MATERIAL FOR THE TASK.
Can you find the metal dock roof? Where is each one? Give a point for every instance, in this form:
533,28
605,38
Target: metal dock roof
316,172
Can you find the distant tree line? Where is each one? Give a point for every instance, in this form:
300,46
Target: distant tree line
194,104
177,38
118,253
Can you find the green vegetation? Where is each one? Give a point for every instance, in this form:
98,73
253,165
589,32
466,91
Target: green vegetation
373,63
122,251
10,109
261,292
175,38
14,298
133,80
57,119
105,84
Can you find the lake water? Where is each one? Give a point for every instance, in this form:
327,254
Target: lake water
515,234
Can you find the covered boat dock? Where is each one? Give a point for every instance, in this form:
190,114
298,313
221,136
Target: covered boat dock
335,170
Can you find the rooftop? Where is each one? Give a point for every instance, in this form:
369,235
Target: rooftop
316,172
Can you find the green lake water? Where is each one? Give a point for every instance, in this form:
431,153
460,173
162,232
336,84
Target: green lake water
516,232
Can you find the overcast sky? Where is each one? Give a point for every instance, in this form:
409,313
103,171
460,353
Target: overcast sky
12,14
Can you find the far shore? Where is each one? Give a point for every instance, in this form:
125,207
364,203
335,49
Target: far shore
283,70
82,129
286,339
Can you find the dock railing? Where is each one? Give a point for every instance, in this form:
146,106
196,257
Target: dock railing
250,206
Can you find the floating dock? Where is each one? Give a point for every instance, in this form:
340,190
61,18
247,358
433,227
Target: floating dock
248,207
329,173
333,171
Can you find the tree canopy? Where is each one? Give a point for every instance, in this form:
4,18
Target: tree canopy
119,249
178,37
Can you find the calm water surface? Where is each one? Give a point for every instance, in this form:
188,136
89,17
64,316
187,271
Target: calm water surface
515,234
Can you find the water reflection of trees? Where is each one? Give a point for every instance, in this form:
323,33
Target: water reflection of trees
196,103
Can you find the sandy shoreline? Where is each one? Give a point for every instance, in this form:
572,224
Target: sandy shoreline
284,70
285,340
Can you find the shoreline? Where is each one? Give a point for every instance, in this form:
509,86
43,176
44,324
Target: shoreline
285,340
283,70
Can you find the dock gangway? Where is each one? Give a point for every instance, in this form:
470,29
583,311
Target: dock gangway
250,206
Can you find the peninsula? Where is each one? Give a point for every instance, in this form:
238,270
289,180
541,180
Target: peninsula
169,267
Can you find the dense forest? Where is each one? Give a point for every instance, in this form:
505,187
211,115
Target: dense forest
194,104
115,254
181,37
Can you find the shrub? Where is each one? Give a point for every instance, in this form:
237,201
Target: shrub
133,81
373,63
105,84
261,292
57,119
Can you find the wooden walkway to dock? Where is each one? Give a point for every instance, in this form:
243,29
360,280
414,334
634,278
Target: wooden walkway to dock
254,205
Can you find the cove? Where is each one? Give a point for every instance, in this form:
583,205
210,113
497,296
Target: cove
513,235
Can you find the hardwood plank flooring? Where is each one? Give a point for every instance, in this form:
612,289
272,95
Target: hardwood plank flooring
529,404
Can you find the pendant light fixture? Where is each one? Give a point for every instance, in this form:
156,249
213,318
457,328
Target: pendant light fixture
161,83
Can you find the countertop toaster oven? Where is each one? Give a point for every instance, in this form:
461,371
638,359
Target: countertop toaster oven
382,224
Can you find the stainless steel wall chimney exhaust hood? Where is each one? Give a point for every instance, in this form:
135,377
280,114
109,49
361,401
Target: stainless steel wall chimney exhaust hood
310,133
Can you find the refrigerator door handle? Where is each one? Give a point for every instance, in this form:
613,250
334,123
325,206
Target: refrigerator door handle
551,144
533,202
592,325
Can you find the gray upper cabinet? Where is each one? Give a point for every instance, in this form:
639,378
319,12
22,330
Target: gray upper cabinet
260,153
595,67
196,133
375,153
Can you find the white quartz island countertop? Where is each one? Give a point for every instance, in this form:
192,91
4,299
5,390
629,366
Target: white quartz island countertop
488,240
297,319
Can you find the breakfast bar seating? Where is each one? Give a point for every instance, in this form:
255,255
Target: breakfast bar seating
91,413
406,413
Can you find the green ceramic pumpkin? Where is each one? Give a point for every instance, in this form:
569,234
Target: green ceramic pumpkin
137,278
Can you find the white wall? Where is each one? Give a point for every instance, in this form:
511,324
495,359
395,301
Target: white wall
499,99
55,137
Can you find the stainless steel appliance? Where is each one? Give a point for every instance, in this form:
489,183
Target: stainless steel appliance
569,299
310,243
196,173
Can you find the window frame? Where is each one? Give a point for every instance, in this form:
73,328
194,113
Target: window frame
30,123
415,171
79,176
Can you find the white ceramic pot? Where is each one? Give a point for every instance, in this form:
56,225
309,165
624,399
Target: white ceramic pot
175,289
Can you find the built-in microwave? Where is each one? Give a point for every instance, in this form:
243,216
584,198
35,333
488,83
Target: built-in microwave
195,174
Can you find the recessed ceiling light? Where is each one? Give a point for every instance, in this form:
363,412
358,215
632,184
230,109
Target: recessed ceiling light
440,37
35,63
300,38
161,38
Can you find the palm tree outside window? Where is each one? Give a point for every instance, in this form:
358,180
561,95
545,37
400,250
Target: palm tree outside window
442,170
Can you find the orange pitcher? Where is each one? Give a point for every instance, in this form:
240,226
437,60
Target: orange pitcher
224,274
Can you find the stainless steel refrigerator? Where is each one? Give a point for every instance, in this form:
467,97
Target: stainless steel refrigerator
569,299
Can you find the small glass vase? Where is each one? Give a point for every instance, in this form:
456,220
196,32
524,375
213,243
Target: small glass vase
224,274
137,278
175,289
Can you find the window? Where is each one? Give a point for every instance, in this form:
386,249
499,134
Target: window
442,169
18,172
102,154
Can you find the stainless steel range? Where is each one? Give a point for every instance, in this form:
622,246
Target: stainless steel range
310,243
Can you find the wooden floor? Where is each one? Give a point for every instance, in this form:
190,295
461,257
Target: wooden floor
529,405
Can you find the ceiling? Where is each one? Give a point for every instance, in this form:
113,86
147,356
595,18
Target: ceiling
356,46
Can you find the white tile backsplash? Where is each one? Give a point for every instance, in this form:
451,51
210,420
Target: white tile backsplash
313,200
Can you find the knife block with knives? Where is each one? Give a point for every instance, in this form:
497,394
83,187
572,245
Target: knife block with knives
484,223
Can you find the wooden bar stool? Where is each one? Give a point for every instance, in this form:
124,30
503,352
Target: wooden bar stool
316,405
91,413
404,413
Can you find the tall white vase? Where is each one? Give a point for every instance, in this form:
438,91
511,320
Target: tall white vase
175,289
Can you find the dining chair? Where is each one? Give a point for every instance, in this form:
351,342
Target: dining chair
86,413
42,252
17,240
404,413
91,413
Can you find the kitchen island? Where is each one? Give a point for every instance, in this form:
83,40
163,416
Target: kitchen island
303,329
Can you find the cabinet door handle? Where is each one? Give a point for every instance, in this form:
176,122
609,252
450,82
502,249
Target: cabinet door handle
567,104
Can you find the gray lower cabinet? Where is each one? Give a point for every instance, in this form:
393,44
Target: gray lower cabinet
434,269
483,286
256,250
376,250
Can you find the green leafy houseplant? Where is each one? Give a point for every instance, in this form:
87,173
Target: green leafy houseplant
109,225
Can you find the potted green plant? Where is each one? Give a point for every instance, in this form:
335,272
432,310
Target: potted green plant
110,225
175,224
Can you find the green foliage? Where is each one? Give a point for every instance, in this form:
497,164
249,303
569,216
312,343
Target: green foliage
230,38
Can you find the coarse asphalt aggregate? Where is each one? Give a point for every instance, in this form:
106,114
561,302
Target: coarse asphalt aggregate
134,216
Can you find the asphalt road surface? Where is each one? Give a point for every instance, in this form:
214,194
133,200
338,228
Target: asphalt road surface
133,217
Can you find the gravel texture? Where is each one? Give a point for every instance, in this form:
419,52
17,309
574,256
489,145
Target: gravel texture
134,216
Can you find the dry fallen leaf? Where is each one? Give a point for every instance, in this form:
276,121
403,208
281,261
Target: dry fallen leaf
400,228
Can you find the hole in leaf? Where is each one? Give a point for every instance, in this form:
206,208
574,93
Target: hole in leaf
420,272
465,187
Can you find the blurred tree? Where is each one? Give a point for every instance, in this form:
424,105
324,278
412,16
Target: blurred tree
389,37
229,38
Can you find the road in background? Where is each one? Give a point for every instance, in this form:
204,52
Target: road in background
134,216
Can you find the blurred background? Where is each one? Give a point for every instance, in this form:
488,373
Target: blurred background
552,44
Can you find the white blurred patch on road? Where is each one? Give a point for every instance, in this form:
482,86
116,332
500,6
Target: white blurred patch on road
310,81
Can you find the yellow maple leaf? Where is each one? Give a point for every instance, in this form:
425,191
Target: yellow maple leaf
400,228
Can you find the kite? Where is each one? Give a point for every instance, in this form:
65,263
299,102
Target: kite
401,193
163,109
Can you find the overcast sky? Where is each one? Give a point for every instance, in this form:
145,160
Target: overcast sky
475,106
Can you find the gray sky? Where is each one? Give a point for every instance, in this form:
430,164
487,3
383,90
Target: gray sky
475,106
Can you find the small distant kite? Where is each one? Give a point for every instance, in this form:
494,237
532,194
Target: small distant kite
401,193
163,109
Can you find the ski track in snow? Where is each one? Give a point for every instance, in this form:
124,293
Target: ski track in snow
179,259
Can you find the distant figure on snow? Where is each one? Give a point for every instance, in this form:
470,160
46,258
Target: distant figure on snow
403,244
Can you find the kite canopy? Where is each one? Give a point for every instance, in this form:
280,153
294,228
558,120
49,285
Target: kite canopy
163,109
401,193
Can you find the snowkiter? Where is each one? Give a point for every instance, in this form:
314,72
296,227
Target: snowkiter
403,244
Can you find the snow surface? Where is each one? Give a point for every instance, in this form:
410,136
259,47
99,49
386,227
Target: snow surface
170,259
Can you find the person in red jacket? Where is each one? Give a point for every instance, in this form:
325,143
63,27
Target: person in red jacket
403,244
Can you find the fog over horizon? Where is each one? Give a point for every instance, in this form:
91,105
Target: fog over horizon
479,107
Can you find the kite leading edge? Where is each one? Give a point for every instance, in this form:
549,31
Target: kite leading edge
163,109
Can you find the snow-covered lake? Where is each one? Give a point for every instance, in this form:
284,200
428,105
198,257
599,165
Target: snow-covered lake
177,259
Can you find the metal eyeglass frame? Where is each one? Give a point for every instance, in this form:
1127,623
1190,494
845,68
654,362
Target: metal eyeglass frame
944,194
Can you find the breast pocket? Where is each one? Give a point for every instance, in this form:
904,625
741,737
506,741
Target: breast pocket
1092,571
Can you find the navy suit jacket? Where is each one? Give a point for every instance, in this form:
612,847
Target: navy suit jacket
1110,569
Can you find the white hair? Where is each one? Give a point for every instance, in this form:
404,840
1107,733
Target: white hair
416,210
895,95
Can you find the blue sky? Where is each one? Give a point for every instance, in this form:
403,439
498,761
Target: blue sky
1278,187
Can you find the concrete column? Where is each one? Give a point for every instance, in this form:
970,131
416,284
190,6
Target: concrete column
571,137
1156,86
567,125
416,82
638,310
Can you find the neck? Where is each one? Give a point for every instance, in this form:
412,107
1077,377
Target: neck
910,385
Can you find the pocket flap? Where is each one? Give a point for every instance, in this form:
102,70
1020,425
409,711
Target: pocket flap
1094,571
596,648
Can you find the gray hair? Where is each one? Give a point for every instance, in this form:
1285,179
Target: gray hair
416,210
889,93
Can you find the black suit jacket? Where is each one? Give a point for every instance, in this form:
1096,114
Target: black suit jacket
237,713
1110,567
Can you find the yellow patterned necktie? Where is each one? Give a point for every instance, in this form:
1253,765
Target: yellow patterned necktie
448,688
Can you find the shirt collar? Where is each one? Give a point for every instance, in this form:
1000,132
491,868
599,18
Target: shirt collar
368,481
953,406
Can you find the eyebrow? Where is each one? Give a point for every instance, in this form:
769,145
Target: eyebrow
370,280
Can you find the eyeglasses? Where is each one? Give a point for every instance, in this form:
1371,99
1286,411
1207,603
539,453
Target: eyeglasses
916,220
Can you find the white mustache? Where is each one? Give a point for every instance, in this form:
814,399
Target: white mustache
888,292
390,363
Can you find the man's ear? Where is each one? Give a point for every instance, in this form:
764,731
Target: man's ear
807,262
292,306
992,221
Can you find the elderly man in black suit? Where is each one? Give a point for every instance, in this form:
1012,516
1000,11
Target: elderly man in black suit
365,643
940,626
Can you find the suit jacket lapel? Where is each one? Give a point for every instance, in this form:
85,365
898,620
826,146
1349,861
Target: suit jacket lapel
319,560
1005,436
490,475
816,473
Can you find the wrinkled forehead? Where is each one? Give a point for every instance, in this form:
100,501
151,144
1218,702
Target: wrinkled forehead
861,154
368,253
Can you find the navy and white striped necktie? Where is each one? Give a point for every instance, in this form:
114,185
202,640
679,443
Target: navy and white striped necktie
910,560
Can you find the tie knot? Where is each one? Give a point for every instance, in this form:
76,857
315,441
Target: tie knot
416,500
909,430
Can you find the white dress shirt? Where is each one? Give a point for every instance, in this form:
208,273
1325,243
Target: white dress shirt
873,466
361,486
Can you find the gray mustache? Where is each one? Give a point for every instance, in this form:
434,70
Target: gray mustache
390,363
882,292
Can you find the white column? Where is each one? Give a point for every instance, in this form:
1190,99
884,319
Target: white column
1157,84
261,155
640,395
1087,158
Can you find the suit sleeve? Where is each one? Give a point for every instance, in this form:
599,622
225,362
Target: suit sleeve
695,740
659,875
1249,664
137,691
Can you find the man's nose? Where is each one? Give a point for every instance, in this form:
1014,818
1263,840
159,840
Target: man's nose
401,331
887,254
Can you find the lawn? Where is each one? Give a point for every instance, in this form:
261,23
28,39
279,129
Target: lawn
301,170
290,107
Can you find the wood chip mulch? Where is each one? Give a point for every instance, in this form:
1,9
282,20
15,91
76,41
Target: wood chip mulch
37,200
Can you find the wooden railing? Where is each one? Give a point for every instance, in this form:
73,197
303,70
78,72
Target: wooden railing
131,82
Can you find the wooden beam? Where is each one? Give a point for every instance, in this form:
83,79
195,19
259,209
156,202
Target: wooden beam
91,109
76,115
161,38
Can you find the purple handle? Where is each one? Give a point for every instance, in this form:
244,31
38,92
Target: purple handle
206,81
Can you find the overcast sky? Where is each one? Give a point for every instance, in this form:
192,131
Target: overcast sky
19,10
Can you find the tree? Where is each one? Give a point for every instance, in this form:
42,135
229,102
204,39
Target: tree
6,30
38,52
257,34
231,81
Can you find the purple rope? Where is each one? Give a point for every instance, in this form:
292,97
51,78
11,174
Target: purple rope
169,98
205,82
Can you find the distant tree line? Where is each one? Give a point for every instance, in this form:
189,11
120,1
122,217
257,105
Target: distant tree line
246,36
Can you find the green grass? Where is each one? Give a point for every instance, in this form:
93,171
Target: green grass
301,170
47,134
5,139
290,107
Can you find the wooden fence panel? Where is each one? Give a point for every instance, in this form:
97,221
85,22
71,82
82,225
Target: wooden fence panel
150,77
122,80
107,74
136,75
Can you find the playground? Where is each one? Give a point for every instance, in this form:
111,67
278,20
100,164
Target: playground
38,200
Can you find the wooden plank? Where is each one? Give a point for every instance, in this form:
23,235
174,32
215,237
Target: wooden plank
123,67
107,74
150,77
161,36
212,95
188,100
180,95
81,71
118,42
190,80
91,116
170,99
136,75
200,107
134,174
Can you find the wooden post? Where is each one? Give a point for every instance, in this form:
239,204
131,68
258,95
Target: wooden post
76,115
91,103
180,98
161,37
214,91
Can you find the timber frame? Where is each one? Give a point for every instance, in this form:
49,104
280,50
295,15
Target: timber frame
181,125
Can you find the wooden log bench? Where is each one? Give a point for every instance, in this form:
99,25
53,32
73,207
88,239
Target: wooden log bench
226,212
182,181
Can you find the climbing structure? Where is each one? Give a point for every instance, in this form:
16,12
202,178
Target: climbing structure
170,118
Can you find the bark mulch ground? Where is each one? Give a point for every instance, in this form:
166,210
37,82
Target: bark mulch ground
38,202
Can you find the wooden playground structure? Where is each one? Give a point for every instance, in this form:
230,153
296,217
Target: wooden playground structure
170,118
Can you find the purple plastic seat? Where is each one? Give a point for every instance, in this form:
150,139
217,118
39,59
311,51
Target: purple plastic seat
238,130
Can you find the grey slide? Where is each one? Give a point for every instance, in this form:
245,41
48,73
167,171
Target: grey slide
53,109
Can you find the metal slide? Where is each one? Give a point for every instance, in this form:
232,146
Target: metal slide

PROBLEM REQUIREMENTS.
Transcribe exactly, and only, the lines from the one bearing "Can you find the purple plastic" through the last line of the entries, counting both.

RESULT OF THE TASK.
Can you find the purple plastic seat? Where is each one? Give a point for every instance, in this form:
150,139
217,118
39,59
311,51
Target: purple plastic seat
238,130
Can you find the grey slide? Where is each one? Give a point for every instance, in this form:
245,41
48,73
167,171
Target: grey slide
53,109
Can you find the metal slide? Where is each one? Give a point for every instance, in this form:
232,146
Target: metal slide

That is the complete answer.